-- Opening Marker --

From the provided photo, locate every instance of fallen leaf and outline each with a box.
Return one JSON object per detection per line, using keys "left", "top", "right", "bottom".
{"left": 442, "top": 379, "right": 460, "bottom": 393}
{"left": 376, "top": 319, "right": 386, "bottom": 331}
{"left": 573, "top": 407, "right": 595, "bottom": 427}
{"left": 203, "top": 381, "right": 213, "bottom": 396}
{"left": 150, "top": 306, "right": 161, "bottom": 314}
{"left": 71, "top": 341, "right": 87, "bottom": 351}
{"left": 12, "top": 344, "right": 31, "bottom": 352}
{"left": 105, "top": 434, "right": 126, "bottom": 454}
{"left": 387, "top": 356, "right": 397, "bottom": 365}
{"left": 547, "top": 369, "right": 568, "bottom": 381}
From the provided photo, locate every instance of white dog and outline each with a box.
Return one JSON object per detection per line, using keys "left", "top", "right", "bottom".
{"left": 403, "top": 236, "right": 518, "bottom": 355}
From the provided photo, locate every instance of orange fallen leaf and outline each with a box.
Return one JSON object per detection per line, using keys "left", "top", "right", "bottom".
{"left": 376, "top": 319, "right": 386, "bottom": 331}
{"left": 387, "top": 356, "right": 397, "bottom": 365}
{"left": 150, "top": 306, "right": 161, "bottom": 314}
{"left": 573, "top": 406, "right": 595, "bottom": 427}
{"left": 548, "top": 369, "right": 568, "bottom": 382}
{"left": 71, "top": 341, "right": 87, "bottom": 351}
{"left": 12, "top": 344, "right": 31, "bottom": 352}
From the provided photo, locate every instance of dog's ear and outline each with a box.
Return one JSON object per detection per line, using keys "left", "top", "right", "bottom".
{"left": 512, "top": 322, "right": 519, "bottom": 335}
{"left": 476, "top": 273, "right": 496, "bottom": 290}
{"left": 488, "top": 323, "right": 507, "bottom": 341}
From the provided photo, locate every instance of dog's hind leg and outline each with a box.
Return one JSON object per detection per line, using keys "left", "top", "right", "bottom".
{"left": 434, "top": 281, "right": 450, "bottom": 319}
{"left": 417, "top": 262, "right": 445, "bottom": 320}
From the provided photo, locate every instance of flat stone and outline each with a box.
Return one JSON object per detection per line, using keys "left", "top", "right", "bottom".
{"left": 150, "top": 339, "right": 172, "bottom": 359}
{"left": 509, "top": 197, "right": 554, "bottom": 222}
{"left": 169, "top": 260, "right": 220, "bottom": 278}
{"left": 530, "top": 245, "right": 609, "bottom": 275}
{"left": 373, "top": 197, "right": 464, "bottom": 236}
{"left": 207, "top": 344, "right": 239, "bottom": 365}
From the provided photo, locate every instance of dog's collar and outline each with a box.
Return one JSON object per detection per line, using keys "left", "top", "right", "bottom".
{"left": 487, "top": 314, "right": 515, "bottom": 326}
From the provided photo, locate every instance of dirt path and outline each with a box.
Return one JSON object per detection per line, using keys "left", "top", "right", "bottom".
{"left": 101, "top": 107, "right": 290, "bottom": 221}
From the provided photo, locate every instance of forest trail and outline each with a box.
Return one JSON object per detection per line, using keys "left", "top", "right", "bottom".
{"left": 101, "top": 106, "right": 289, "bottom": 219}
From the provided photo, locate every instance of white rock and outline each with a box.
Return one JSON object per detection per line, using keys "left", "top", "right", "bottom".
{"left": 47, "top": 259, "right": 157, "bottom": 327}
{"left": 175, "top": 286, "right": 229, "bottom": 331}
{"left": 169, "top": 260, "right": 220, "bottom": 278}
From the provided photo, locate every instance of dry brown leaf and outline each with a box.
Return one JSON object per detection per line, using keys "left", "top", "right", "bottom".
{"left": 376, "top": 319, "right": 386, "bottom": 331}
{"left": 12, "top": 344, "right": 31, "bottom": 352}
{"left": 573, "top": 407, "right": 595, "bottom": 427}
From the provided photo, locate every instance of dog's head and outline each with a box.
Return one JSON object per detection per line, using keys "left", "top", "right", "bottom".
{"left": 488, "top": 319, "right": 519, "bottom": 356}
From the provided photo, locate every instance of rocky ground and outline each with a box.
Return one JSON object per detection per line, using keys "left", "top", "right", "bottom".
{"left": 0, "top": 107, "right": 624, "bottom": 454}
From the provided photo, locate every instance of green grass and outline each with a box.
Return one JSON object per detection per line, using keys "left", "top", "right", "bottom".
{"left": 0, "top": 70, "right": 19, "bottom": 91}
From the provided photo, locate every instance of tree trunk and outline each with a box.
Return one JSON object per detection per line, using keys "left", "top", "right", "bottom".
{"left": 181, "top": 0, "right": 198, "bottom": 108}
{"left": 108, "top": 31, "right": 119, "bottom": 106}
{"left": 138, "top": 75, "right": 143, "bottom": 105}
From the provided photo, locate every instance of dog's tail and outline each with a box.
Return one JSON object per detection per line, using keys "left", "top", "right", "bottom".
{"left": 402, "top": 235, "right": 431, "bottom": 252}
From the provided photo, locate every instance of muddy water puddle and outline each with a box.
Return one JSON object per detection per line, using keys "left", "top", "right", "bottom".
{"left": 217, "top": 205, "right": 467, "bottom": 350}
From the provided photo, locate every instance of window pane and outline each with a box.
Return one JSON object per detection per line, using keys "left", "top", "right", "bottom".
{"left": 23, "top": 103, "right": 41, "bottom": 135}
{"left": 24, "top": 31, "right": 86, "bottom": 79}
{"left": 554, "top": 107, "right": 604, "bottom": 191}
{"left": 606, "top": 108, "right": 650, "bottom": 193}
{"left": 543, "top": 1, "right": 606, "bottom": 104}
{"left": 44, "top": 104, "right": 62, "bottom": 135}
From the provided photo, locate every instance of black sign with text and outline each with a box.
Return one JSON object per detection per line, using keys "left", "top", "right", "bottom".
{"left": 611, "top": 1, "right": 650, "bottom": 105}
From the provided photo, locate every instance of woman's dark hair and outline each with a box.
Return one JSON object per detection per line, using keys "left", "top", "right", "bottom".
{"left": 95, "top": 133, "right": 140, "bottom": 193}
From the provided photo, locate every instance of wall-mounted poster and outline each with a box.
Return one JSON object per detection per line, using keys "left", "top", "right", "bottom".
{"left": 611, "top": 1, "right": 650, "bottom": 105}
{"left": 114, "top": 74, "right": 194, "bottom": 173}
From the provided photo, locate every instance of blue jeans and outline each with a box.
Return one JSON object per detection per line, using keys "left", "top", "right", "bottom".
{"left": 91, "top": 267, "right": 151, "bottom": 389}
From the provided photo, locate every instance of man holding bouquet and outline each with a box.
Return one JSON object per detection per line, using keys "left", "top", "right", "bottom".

-- Closing Marker --

(EXERCISE) If a line appears above, it belongs in your answer, printed exactly.

(YOUR SOLUTION)
From the provided photo, locate every instance of fallen leaf and outline each with a box.
Return one JSON object per detection per line, using keys "left", "top", "right", "bottom".
{"left": 442, "top": 379, "right": 460, "bottom": 393}
{"left": 376, "top": 319, "right": 386, "bottom": 331}
{"left": 573, "top": 407, "right": 595, "bottom": 427}
{"left": 203, "top": 381, "right": 213, "bottom": 396}
{"left": 150, "top": 306, "right": 161, "bottom": 314}
{"left": 71, "top": 341, "right": 87, "bottom": 351}
{"left": 12, "top": 344, "right": 31, "bottom": 352}
{"left": 105, "top": 434, "right": 126, "bottom": 454}
{"left": 387, "top": 356, "right": 397, "bottom": 365}
{"left": 547, "top": 369, "right": 568, "bottom": 381}
From the provided photo, locate every instance of white dog and outline each with a box.
Return one JSON object per detection per line, using keys "left", "top", "right", "bottom".
{"left": 403, "top": 236, "right": 518, "bottom": 355}
From the provided photo, locate every instance of orange fallen leaf and outline each with a box.
Return one JSON object per detection per line, using keys "left", "top", "right", "bottom".
{"left": 376, "top": 319, "right": 386, "bottom": 331}
{"left": 387, "top": 356, "right": 397, "bottom": 365}
{"left": 150, "top": 306, "right": 161, "bottom": 314}
{"left": 573, "top": 406, "right": 595, "bottom": 427}
{"left": 548, "top": 369, "right": 568, "bottom": 382}
{"left": 71, "top": 341, "right": 87, "bottom": 351}
{"left": 12, "top": 344, "right": 31, "bottom": 352}
From the provided photo, locate every instance of dog's ear and outline each with a box.
Return one JSON object per detection per line, using keys "left", "top", "right", "bottom".
{"left": 512, "top": 322, "right": 519, "bottom": 335}
{"left": 476, "top": 273, "right": 496, "bottom": 290}
{"left": 488, "top": 323, "right": 507, "bottom": 341}
From the provided photo, locate every instance of dog's hind leg and outline each with a box.
Return one JSON object per detection per line, using keys "left", "top", "right", "bottom".
{"left": 434, "top": 281, "right": 450, "bottom": 319}
{"left": 417, "top": 262, "right": 445, "bottom": 320}
From the provided photo, locate every instance of flat stone and outline each with a box.
Return one JSON object per detection per line, using keys "left", "top", "right", "bottom".
{"left": 150, "top": 339, "right": 172, "bottom": 359}
{"left": 509, "top": 197, "right": 554, "bottom": 222}
{"left": 169, "top": 260, "right": 220, "bottom": 278}
{"left": 530, "top": 245, "right": 609, "bottom": 275}
{"left": 373, "top": 197, "right": 464, "bottom": 236}
{"left": 207, "top": 344, "right": 239, "bottom": 365}
From the provided photo, locate every instance of dog's collar and outline each with a box.
Return one JSON object per detection per line, using keys "left", "top", "right", "bottom".
{"left": 487, "top": 314, "right": 515, "bottom": 326}
From the provided photo, locate every instance of dirt path and outline each with a box.
Return one JSON object per detection per line, using keys "left", "top", "right", "bottom".
{"left": 101, "top": 107, "right": 290, "bottom": 221}
From the provided photo, locate every instance of forest trail and outline each with a box.
Return one JSON object per detection per line, using keys "left", "top", "right", "bottom".
{"left": 101, "top": 106, "right": 289, "bottom": 219}
From the provided photo, locate every instance of white rock and outline each with a box.
Return one JSON object per detection per line, using keys "left", "top", "right", "bottom".
{"left": 47, "top": 259, "right": 157, "bottom": 327}
{"left": 175, "top": 286, "right": 229, "bottom": 331}
{"left": 169, "top": 260, "right": 220, "bottom": 278}
From the provided photo, locate every instance of dry brown leaf and outline each with a box.
Return one JSON object per detection per line, using keys "left", "top", "right", "bottom".
{"left": 376, "top": 319, "right": 386, "bottom": 331}
{"left": 12, "top": 344, "right": 31, "bottom": 352}
{"left": 573, "top": 407, "right": 595, "bottom": 427}
From the provided photo, locate every instance of dog's head and outline each with a box.
Return one JSON object per detection per line, using keys "left", "top", "right", "bottom".
{"left": 488, "top": 319, "right": 519, "bottom": 356}
From the provided photo, locate every instance of rocky ground and outline each with a box.
Return one JSON object per detection per line, using keys "left", "top", "right", "bottom".
{"left": 0, "top": 107, "right": 624, "bottom": 454}
From the provided photo, locate every instance of green grass and outline each with a box.
Return one JSON object per detection per line, using keys "left", "top", "right", "bottom".
{"left": 0, "top": 70, "right": 19, "bottom": 91}
From the provided photo, locate every instance of tree trunk and outline each with a box.
Return one JSON object per detection per line, using keys "left", "top", "right", "bottom".
{"left": 181, "top": 0, "right": 198, "bottom": 108}
{"left": 108, "top": 31, "right": 119, "bottom": 106}
{"left": 138, "top": 75, "right": 143, "bottom": 105}
From the provided photo, locate every instance of dog's tail and outline each with a box.
Return one JSON object per detection per line, using keys "left", "top", "right", "bottom".
{"left": 402, "top": 235, "right": 431, "bottom": 252}
From the provided photo, locate every instance of muddy water puddle and outline each with a box.
Return one JSON object per detection per line, using keys "left", "top", "right", "bottom".
{"left": 217, "top": 205, "right": 467, "bottom": 350}
From the provided photo, locate every instance of window pane and outline each with a box.
Return one JSON object per detection per line, using keys "left", "top", "right", "bottom".
{"left": 23, "top": 103, "right": 41, "bottom": 135}
{"left": 24, "top": 31, "right": 86, "bottom": 79}
{"left": 554, "top": 107, "right": 604, "bottom": 191}
{"left": 606, "top": 108, "right": 650, "bottom": 193}
{"left": 543, "top": 1, "right": 606, "bottom": 104}
{"left": 44, "top": 104, "right": 62, "bottom": 135}
From the provided photo, locate every instance of black sign with text and outline each with a box.
Return one JSON object per detection per line, using keys "left", "top", "right", "bottom".
{"left": 611, "top": 1, "right": 650, "bottom": 105}
From the provided photo, locate every instance of woman's dark hair and outline each with a box.
Return one JSON object per detection per line, using keys "left", "top", "right", "bottom".
{"left": 95, "top": 133, "right": 140, "bottom": 193}
From the provided photo, locate every instance of wall-mounted poster and outline each with a box.
Return one JSON object per detection per line, using keys "left", "top", "right", "bottom".
{"left": 611, "top": 1, "right": 650, "bottom": 105}
{"left": 114, "top": 74, "right": 194, "bottom": 173}
From the provided photo, locate every instance of blue jeans and outline each with a box.
Return one JSON object per detection per line, using keys "left", "top", "right", "bottom".
{"left": 91, "top": 267, "right": 151, "bottom": 389}
From the provided photo, locate every instance of man holding bouquet and outline each with a box.
Return one JSON object per detection per line, using keys "left", "top", "right", "bottom".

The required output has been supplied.